TASK STATEMENT: For the entries that follow, tally the lines holding the string "below". Give the total and nothing else.

MATERIAL SHOWN:
◆ ◆ ◆ ◆ ◆

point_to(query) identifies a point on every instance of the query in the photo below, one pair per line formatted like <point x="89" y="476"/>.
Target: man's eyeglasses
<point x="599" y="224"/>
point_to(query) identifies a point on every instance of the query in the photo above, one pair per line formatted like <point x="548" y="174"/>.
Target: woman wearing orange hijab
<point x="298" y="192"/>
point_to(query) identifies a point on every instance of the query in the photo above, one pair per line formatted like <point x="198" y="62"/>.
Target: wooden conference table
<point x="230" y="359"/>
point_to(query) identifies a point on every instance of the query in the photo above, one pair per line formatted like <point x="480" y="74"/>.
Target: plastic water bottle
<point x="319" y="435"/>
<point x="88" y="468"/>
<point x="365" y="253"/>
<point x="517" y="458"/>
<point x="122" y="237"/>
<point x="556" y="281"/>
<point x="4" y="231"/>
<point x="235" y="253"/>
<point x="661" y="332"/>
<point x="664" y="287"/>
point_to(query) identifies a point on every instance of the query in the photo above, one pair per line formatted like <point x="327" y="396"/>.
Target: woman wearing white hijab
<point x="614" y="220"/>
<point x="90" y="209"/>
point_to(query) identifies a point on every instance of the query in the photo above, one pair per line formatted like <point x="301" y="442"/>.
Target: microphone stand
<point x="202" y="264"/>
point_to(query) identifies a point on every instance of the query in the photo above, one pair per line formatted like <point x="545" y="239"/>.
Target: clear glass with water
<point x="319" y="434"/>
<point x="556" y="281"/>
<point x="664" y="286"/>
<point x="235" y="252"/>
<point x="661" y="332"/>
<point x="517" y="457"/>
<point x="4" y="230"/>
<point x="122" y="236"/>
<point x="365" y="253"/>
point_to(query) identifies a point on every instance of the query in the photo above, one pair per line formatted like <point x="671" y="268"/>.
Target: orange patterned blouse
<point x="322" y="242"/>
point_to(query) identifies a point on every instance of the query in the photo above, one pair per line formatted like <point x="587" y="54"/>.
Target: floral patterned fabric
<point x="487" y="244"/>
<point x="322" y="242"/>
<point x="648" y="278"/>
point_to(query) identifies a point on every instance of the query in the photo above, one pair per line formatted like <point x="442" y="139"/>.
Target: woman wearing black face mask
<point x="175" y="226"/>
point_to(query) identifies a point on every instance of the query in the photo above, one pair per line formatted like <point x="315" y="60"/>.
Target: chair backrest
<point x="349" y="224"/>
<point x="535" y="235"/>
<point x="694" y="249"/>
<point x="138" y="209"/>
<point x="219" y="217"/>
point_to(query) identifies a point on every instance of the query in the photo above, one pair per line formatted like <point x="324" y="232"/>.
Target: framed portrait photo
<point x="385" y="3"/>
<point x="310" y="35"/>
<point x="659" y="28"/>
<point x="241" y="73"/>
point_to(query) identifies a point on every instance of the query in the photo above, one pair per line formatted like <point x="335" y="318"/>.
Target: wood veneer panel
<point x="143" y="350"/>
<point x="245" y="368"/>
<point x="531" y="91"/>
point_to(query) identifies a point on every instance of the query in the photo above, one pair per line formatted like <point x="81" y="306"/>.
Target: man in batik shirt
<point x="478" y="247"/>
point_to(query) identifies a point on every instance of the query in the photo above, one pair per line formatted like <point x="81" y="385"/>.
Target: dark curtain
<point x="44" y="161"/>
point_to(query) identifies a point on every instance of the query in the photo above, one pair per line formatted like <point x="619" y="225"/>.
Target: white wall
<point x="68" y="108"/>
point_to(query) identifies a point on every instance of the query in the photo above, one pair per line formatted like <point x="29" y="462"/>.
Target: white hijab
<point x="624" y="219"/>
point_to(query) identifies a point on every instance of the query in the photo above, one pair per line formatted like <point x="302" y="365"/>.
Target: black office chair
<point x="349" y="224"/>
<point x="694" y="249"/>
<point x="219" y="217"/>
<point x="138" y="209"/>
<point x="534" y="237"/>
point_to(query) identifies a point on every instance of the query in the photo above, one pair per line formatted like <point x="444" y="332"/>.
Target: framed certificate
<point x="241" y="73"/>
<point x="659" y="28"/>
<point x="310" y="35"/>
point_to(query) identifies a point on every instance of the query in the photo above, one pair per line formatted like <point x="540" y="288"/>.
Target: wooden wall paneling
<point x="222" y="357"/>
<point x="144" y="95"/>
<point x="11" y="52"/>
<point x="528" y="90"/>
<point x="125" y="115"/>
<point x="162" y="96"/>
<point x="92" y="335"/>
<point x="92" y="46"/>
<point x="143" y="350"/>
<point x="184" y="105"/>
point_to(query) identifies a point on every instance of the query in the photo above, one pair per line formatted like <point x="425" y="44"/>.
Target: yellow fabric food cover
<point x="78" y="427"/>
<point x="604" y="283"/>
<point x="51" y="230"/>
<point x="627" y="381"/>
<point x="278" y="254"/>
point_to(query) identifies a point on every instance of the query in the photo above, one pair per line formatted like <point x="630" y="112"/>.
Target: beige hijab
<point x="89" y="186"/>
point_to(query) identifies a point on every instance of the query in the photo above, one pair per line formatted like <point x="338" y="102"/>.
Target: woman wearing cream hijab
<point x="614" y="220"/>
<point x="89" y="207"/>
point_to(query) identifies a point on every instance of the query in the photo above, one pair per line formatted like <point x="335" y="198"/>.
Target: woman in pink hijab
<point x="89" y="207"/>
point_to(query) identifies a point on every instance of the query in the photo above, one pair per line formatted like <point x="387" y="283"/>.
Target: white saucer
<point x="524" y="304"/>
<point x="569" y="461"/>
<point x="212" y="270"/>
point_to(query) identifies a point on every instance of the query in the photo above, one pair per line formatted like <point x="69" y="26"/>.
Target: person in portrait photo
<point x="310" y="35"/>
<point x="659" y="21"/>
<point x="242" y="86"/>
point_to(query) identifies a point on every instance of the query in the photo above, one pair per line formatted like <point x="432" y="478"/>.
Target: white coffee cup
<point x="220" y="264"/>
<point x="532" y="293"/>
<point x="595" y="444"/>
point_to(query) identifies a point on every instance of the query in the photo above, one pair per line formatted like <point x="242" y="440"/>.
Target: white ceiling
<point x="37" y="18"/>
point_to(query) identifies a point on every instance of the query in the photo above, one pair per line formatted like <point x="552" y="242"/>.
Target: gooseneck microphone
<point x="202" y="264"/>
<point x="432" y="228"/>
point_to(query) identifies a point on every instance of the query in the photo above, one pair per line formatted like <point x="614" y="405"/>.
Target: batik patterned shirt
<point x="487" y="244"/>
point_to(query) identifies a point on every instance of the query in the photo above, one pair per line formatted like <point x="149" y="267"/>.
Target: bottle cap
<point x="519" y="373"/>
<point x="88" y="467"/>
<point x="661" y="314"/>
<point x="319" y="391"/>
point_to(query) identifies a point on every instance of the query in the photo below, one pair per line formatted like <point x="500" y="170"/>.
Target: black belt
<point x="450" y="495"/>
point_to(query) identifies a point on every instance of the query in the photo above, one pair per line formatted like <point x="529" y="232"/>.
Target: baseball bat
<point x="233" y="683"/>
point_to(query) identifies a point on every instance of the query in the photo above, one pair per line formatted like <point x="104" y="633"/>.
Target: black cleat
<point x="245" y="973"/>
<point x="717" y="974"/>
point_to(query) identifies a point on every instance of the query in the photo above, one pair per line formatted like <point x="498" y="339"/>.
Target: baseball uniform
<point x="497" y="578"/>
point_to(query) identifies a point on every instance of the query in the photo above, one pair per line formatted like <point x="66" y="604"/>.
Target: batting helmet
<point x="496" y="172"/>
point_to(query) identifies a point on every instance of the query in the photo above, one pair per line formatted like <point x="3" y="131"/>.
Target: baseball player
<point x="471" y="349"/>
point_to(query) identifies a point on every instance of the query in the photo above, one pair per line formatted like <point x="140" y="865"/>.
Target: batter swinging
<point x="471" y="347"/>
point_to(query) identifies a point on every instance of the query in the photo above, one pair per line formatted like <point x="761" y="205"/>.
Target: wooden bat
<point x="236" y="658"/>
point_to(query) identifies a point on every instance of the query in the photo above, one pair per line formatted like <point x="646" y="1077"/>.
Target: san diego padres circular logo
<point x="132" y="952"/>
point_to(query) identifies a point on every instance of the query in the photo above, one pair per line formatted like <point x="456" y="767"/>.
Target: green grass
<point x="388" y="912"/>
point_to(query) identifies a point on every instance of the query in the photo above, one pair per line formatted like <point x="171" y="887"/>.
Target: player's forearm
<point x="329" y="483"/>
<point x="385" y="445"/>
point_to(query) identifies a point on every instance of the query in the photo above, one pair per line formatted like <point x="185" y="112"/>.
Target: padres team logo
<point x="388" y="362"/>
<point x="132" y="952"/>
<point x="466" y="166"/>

◆ ◆ ◆ ◆ ◆

RESULT OF THE EXERCISE: 2